• [Excerpted text]

○ ○ ○ ○

To analyze how Nintendo’s handheld consoles have evolved over the years, we compared all the makings of a decent console: price, screen size, and pixels per inch (i.e., screen quality). From there, we boiled down our analysis to six specific handheld models.

Infographic of different Nintendo screen sizes through the years

Here’s What We Know

  • While screen size didn’t change much from the Game Boy Classic to the Game Boy Color, the Game Boy Color’s screen resolution increased by an average of 7%.

  • Don’t be fooled by that fancy “SP”; the Game Boy Advance and the Game Boy Advance SP’s release price cost were the same—and each had the same amount of pixels per inch (99).

  • The Nintendo DS family was also very close in price point and release date. The Nintendo DS, DS Lite, and DSI were all released in 2004. The main difference between the consoles lies in each console’s pixel count. Pixels per inch decreased from the Nintendo DS to the DS Lite to the DSI by about 8%.

○ ○ ○ ○

• [Given information]
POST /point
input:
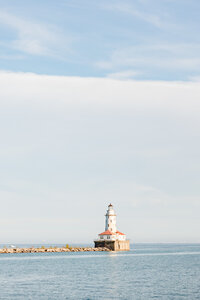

○ ○ ○ ○

• [Requests]
1/ Answer these questions from the excerpt about Nintendo handheld consoles:
(a) Which three features did the comparison use?
(b) How many pixels per inch did the Game Boy Advance and the Game Boy Advance SP each have?
(c) By about what average percentage did the Game Boy Color's screen resolution increase?
2/ Write a continuation of the text on Nintendo handheld consoles.
None of the lines are needed here.

• [Answers for the exercise]
1/
(a) Price, screen size, and pixels per inch.
(b) 99.
(c) About 7%.

2/
  • The Nintendo Switch, which was released in 2019, has fewer pixels per inch than the Nintendo 3DS, which was released in 2011. Although the Nintendo 3DS is more expensive, the Nintendo Switch actually has a bigger screen.

  • The Nintendo Switch Lite is the best-priced console when it comes to pixel count— however, you may run into some issues with the Joy-Con.


We analyzed each Nintendo handheld console but focused our analysis on five (starting with the first Game Boy to the Nintendo Switch Lite). We compared each one’s screen size diagonally, as well as the pixels in the screen to determine pixels per inch.